▸ Exercise: Copy out the lines of the material unchanged, starting from the line containing "TARGET = white ceiling vent" and continuing through the end of the material, including both of these lines.

▸ Excerpted data:
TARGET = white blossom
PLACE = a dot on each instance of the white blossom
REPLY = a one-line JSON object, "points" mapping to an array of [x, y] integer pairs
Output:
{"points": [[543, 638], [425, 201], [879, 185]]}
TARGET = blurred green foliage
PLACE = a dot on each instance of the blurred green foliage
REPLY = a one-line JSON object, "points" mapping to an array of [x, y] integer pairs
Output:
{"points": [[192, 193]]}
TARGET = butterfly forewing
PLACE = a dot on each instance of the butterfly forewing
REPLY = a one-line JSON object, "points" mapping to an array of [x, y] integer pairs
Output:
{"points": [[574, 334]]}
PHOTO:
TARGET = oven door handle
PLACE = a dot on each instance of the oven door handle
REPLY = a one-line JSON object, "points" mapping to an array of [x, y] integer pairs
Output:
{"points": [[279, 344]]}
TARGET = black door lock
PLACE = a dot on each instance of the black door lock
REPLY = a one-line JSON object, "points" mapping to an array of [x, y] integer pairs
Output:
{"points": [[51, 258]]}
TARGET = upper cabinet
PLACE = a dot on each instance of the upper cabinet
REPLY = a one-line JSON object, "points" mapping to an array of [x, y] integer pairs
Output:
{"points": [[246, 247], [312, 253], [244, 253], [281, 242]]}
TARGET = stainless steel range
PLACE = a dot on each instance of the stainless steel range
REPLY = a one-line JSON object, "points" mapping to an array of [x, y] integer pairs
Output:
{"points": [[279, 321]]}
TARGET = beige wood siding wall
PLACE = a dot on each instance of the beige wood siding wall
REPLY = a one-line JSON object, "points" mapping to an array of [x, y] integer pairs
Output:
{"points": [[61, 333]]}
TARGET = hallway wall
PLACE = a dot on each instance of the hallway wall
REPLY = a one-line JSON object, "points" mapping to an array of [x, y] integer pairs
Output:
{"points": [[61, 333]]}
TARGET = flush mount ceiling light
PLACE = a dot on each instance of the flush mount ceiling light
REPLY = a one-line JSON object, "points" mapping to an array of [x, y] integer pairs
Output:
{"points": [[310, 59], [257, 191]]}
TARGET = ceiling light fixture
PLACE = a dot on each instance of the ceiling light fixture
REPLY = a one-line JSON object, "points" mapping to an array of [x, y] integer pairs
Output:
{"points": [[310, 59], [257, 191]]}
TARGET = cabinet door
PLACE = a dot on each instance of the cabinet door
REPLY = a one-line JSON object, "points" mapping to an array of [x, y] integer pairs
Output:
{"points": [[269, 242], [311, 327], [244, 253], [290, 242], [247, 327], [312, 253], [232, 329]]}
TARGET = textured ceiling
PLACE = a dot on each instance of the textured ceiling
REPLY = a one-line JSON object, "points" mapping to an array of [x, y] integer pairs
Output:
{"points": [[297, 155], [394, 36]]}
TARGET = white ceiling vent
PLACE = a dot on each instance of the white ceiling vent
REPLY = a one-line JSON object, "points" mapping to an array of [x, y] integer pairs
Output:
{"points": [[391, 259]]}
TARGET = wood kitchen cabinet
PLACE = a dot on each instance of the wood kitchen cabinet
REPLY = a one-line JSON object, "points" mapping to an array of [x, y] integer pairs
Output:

▸ Task solution:
TARGET = white ceiling vent
PLACE = a dot on each instance of the white ceiling vent
REPLY = a one-line JSON object, "points" mapping to an array of [x, y] integer pairs
Output:
{"points": [[391, 259]]}
TARGET = wood kitchen cabinet
PLACE = a dot on each instance of the wood kitchen cabinet
REPLY = a one-line JSON object, "points" mapping to an array of [x, y] integer pairs
Output:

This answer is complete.